▶ _Pointing dataset records_
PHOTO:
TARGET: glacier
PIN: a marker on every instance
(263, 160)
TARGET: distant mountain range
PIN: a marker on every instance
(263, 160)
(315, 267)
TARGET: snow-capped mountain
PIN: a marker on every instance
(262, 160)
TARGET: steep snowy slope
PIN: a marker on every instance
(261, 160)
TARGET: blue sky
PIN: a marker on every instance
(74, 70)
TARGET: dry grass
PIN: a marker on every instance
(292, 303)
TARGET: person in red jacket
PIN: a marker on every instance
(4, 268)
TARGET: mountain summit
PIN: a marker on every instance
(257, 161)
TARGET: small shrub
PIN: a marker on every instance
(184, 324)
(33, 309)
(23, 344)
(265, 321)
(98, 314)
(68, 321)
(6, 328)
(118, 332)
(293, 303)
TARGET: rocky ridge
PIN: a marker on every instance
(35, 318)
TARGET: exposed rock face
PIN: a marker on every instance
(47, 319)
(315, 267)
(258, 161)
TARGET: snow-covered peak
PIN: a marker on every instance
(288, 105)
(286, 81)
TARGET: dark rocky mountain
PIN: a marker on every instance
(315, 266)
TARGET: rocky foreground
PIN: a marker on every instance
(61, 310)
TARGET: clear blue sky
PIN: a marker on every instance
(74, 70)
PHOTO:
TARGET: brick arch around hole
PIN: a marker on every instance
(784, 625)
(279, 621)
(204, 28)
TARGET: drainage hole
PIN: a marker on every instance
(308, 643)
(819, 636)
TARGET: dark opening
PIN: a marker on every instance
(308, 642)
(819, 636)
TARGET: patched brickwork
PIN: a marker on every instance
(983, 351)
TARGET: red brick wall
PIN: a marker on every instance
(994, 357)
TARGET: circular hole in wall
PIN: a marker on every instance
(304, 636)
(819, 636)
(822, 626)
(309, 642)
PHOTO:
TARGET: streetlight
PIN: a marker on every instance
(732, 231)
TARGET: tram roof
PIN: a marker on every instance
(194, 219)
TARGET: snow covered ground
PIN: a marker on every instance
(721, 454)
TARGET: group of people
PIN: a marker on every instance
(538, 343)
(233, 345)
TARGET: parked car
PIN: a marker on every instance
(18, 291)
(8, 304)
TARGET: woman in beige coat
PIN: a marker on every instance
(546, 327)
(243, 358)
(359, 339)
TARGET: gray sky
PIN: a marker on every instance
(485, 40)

▶ _SHORT PROBLEM_
Could you give again exactly the lines from the line containing "TARGET: dark rocky mountain" through the final line of the data above, and no others?

▶ _OUTPUT FOR THIS EXERCISE_
TARGET: dark rocky mountain
PIN: a marker on every instance
(315, 266)
TARGET: rocky foreground
PIN: a marker on every instance
(61, 310)
TARGET: clear blue sky
PIN: a marker on every instance
(74, 70)
PHOTO:
TARGET: brick arch around hole
PIN: a marker on every instance
(784, 625)
(279, 621)
(204, 28)
TARGET: drainage hole
PIN: a marker on every instance
(308, 643)
(819, 636)
TARGET: dark opening
PIN: a marker on every instance
(308, 642)
(819, 636)
TARGET: patched brickwork
PIN: a marker on every instance
(983, 351)
TARGET: red brick wall
PIN: a marker on every instance
(994, 357)
TARGET: circular hole in wall
PIN: a marker on every instance
(304, 636)
(819, 636)
(822, 626)
(309, 642)
PHOTO:
TARGET: streetlight
PIN: a marker on every instance
(732, 231)
TARGET: tram roof
PIN: a marker on every instance
(194, 219)
TARGET: snow covered ground
PIN: a marker on every instance
(721, 454)
TARGET: group of people
PIN: a marker on every instance
(538, 343)
(233, 345)
TARGET: parked car
PIN: a marker on every instance
(18, 291)
(8, 304)
TARGET: woman in beige coat
PIN: a marker on every instance
(546, 327)
(243, 358)
(359, 339)
TARGET: gray sky
PIN: a marker on every instance
(485, 40)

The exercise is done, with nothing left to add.